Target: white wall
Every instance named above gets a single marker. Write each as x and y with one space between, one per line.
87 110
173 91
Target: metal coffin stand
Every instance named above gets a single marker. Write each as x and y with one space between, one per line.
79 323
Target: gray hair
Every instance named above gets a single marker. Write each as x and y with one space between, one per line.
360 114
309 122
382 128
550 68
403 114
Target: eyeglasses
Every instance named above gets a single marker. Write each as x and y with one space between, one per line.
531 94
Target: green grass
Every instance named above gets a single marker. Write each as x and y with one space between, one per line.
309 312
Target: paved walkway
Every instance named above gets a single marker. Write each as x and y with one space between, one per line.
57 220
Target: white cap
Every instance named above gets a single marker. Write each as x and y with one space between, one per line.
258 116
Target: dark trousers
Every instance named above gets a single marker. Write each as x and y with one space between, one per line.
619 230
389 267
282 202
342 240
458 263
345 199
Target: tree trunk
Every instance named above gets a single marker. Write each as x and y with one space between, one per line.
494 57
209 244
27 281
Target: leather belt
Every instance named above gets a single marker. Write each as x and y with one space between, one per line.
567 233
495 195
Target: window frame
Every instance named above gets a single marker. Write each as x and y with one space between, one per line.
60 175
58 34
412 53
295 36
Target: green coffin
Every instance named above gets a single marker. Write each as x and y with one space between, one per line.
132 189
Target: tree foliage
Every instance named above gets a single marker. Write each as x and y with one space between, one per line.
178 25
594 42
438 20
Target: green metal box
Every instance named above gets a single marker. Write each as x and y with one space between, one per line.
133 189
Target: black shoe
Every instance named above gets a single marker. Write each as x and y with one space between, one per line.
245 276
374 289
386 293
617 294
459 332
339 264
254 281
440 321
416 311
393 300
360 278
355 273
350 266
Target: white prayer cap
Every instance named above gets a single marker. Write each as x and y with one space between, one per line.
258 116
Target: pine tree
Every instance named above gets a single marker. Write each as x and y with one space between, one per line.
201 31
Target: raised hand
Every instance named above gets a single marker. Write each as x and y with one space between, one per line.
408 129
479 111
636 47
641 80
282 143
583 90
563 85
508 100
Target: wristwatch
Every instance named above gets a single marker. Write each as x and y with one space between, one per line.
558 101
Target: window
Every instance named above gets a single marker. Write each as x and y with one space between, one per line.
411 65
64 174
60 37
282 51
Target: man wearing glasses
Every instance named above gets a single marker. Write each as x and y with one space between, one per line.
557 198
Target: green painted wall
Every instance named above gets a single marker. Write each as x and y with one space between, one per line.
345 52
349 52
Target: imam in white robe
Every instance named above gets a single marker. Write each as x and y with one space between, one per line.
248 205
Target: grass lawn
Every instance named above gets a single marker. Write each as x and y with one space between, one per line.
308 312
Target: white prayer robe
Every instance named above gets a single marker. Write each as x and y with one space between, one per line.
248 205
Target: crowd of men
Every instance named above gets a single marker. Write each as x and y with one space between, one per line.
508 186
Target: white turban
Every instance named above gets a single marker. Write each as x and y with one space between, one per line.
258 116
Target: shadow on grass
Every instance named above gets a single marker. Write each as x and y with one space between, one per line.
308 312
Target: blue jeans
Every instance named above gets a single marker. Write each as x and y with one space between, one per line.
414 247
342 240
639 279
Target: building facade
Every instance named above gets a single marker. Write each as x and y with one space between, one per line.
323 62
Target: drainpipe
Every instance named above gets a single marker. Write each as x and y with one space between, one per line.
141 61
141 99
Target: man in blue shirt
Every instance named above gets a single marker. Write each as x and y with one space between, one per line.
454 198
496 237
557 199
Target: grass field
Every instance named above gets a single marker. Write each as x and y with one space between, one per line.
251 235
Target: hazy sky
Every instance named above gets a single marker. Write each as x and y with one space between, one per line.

# WHAT YOU ARE ASKED TO DO
Add 99 to every coordinate in the answers, from the line that contains "Target: drainpipe" through the end of the records. Write out all of those lines again, with the requests left as they are.

# ANSWER FOR THE TASK
Target: drainpipe
Every instance named above gets a single marker. Write each as x and y with one space between, one per line.
240 160
240 198
Target: man in blue shirt
Every instance named above gets a single marker. Write each as x and y with one space between, one per line.
553 297
595 336
656 298
Target: grass field
Every instance named above gets a single marker. Write each as x and y with one space between, one per line.
350 334
Target: hazy sky
Every instance named above gets a single marker. Write each as x and y with one space between, one per line.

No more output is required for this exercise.